▸ **DATA FOR THIS EXERCISE**:
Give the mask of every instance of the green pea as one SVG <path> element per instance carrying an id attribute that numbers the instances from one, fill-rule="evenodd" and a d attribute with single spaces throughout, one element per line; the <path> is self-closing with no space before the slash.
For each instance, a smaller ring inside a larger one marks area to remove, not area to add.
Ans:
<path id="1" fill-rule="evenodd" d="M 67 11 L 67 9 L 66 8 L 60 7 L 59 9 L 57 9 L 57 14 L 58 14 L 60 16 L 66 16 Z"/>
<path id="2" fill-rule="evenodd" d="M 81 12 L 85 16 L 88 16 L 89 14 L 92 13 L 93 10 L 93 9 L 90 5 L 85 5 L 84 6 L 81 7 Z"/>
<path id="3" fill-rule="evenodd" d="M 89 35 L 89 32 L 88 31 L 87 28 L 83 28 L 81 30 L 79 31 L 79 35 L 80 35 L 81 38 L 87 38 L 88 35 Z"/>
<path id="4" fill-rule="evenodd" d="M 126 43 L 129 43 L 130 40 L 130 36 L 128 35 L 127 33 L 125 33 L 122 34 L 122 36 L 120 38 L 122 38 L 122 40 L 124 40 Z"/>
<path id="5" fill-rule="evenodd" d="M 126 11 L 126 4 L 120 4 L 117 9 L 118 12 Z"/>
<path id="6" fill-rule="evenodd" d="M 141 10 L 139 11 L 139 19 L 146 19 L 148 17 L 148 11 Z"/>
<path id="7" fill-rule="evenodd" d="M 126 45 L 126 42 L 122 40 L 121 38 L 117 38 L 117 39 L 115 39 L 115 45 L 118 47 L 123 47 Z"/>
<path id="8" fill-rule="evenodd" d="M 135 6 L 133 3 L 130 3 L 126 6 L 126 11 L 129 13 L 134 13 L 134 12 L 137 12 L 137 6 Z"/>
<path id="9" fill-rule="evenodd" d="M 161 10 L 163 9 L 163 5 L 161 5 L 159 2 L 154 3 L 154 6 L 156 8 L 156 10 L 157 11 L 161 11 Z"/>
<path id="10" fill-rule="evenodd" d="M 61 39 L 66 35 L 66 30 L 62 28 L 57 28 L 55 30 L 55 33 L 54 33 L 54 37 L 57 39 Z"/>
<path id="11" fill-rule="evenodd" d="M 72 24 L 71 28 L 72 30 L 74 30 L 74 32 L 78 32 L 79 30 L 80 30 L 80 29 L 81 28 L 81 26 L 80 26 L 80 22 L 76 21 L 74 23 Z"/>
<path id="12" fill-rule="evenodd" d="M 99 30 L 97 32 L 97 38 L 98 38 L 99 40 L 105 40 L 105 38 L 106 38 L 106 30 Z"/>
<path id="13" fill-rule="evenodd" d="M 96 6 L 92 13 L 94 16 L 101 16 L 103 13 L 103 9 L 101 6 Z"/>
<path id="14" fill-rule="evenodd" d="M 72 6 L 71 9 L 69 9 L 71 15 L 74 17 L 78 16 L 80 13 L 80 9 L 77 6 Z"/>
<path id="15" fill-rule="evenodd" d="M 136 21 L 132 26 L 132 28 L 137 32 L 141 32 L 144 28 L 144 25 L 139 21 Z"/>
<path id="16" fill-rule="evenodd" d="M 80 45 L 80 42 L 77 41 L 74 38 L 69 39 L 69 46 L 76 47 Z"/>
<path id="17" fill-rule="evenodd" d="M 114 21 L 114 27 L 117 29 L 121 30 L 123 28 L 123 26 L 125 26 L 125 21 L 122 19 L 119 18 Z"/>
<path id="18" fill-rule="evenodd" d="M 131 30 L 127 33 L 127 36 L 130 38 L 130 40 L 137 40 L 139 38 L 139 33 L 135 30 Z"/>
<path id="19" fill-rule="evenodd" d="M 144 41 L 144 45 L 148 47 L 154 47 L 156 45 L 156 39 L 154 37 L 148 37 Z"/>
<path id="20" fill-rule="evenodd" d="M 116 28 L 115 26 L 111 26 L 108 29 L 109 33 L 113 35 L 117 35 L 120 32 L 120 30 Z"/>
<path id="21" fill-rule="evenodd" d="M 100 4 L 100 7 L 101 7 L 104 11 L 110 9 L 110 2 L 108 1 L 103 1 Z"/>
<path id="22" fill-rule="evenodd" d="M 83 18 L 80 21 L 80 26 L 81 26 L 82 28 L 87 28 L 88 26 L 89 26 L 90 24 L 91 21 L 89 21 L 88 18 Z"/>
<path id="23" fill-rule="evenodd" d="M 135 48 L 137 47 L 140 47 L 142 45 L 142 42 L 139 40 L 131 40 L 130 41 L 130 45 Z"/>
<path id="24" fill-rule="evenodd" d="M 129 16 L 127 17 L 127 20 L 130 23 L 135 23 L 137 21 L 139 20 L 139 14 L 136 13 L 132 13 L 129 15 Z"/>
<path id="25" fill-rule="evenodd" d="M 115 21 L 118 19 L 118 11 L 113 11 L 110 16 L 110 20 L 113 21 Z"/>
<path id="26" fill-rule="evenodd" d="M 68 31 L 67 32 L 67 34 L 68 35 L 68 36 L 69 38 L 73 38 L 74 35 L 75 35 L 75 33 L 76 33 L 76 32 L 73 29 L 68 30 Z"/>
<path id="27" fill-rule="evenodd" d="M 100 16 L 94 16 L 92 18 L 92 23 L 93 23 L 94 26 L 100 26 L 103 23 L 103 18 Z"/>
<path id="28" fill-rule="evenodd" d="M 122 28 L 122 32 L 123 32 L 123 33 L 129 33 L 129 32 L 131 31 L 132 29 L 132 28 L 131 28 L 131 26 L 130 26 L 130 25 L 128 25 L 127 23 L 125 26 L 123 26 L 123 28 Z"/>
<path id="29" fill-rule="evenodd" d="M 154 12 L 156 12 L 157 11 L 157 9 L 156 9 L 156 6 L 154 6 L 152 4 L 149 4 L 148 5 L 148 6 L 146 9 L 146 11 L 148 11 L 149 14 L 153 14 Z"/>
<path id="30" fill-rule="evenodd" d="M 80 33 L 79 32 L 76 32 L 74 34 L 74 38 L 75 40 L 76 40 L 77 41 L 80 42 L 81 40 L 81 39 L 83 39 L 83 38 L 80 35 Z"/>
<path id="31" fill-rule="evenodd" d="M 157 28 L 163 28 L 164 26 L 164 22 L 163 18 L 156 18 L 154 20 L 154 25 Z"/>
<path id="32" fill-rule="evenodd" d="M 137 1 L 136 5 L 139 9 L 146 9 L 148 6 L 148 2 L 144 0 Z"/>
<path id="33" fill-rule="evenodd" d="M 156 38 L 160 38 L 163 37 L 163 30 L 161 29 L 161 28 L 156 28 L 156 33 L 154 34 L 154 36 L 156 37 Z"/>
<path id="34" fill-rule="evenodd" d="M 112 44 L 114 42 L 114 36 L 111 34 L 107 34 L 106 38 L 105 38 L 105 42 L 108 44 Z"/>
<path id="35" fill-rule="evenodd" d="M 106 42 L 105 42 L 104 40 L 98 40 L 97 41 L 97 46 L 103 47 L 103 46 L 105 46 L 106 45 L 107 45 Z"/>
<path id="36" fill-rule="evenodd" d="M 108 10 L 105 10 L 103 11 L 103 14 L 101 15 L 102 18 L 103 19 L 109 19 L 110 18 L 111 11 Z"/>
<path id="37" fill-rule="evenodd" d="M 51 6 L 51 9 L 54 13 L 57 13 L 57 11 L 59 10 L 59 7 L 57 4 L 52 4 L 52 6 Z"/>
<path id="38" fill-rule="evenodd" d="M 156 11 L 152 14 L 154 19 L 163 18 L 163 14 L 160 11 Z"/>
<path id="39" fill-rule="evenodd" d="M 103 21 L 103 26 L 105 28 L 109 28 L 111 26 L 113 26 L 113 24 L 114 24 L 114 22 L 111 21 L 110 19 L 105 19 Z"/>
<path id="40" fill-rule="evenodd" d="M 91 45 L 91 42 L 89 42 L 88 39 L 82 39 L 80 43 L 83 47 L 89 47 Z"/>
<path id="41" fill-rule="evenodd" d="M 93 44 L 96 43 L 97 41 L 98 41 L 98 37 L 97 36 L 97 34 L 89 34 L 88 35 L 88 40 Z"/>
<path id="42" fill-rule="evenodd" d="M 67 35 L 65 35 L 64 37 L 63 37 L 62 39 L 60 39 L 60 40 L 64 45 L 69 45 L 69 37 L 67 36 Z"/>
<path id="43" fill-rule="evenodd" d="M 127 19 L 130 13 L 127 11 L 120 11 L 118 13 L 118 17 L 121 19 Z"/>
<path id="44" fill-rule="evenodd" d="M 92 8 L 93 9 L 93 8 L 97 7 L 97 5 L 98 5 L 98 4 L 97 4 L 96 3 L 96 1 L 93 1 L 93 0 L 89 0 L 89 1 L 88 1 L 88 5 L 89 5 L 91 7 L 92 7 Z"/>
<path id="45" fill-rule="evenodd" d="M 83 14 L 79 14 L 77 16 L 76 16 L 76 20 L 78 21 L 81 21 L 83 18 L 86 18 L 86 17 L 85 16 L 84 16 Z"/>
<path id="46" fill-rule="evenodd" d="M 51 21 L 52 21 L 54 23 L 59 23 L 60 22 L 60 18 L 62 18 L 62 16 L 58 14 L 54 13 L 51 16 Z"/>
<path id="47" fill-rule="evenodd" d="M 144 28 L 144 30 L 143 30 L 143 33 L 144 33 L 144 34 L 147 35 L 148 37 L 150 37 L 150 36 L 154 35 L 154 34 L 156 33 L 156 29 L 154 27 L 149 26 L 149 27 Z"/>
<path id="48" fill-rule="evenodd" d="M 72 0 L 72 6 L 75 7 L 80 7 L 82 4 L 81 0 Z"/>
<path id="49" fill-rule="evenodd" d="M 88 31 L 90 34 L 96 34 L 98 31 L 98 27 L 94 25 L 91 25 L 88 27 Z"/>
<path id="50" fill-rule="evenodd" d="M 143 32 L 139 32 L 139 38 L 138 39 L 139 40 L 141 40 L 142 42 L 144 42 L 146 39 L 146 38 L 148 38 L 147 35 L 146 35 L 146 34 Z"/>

▸ **EXERCISE DESCRIPTION**: Reproduce the material above without any change, from its first line down to and including the line that contains "141 10 L 139".

▸ **SOLUTION**:
Give the mask of every instance of the green pea as one SVG <path> element per instance carrying an id attribute that numbers the instances from one, fill-rule="evenodd" and a d attribute with single spaces throughout, one element per line; the <path> is self-closing with no space before the slash.
For each instance, a smaller ring inside a larger one marks area to remove, not area to add.
Ans:
<path id="1" fill-rule="evenodd" d="M 67 11 L 67 9 L 66 8 L 60 7 L 59 9 L 57 9 L 57 14 L 58 14 L 60 16 L 66 16 Z"/>
<path id="2" fill-rule="evenodd" d="M 81 12 L 85 16 L 88 16 L 89 14 L 92 13 L 93 10 L 93 9 L 90 5 L 85 5 L 84 6 L 81 7 Z"/>
<path id="3" fill-rule="evenodd" d="M 89 35 L 89 32 L 88 31 L 87 28 L 83 28 L 81 30 L 79 31 L 79 35 L 80 35 L 81 38 L 87 38 L 88 35 Z"/>
<path id="4" fill-rule="evenodd" d="M 126 43 L 129 43 L 130 40 L 130 36 L 128 35 L 127 33 L 125 33 L 122 34 L 122 36 L 120 38 L 122 38 L 122 40 L 124 40 Z"/>
<path id="5" fill-rule="evenodd" d="M 126 11 L 126 4 L 120 4 L 117 9 L 118 12 Z"/>
<path id="6" fill-rule="evenodd" d="M 141 10 L 139 11 L 139 19 L 146 19 L 148 17 L 148 11 Z"/>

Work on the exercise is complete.